Start at the line containing "Would you be able to point at the whitewashed adobe" and transcribe every line exactly through the end of the records below, and only those lines.

Records supplied:
+++++
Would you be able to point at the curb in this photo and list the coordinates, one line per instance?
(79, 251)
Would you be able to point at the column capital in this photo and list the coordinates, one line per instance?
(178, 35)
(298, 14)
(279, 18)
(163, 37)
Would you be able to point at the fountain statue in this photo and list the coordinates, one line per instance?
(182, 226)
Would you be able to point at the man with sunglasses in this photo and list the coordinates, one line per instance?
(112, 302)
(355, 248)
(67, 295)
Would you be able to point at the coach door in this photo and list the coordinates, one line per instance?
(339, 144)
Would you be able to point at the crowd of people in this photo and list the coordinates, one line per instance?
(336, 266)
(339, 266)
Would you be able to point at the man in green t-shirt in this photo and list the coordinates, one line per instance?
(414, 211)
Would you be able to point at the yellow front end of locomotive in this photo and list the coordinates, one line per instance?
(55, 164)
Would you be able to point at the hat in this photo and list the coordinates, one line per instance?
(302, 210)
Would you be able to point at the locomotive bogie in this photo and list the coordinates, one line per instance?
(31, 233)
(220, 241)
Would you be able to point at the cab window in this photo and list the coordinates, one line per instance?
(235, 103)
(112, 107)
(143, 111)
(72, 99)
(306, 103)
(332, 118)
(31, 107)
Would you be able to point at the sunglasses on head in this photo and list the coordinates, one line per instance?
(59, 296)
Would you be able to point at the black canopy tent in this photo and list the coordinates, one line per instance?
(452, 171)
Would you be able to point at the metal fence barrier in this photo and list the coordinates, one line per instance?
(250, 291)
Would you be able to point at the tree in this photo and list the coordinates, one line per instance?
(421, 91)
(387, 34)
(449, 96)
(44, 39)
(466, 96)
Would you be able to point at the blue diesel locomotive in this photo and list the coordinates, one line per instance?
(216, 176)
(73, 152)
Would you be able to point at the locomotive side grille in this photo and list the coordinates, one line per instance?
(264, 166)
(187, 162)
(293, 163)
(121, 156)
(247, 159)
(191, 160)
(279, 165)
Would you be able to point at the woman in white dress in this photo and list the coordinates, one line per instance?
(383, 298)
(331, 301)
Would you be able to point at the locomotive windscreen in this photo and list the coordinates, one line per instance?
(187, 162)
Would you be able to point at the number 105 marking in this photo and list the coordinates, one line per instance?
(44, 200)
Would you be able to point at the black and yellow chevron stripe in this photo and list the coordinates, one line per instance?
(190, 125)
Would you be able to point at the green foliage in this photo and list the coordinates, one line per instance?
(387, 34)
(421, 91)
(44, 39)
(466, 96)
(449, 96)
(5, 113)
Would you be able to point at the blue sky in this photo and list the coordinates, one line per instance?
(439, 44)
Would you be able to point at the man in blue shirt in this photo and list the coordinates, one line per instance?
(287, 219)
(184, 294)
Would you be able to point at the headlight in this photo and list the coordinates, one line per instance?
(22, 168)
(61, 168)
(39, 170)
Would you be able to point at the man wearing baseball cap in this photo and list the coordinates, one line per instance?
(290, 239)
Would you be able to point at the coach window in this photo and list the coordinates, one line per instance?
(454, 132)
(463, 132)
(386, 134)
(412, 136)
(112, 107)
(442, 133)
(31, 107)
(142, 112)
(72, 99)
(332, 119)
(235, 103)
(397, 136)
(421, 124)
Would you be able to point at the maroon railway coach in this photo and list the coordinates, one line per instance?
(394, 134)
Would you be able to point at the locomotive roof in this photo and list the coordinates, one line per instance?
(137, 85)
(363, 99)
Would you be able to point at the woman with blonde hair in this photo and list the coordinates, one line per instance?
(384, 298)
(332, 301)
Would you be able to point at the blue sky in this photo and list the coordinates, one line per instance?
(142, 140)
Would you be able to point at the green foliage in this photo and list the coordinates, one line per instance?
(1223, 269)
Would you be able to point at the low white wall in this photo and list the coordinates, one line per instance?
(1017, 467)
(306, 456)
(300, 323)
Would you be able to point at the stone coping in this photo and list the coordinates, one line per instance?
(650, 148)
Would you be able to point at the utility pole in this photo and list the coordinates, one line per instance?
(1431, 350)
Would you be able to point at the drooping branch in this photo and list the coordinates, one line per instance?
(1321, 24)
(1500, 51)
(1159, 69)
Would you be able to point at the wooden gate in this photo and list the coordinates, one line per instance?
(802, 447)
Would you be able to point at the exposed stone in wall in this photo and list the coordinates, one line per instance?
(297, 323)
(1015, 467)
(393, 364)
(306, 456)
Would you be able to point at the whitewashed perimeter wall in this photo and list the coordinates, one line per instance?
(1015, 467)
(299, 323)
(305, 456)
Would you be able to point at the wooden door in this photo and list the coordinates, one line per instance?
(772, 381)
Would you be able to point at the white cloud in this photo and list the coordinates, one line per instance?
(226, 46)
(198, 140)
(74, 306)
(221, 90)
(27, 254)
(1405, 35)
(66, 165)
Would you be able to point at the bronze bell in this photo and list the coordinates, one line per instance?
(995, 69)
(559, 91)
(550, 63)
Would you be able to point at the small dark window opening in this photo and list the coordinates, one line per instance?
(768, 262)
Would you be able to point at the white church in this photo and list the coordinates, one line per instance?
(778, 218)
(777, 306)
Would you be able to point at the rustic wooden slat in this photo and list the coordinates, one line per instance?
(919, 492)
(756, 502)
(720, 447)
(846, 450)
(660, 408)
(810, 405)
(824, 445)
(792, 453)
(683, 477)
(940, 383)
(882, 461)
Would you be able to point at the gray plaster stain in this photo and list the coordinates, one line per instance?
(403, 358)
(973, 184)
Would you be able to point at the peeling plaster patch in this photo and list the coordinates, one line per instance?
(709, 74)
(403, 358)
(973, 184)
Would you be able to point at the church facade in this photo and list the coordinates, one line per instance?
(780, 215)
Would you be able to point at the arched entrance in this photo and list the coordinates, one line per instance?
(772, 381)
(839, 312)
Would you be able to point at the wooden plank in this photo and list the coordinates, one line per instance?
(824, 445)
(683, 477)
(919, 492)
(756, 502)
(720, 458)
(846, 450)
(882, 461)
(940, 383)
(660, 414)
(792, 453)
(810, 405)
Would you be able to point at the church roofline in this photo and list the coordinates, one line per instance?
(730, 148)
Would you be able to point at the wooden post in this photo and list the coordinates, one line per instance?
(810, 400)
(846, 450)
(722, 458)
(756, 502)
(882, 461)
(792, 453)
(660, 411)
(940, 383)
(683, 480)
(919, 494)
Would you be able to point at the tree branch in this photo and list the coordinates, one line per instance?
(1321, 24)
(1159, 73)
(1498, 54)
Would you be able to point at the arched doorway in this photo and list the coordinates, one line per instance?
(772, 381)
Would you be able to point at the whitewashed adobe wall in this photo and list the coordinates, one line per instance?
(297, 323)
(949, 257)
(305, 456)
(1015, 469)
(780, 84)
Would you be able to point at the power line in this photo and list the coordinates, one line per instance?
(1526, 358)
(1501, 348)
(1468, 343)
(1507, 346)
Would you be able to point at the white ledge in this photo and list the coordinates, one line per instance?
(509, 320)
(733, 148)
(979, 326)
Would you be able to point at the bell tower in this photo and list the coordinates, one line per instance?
+++++
Output:
Would you be able to point at the whitewashed adobe wall in this photo and list the coordinates, one line per instance?
(297, 323)
(949, 257)
(305, 456)
(1015, 469)
(780, 84)
Would you be able to point at the power line in this photo and list the coordinates, one line per instance?
(1526, 358)
(1501, 348)
(1468, 343)
(1507, 346)
Would you be able to point at the white ledge in this photo and list the coordinates, one line per instance?
(509, 320)
(733, 148)
(979, 326)
Would you be able to point at the bell tower in this photo and list the coordinates, one line per instance?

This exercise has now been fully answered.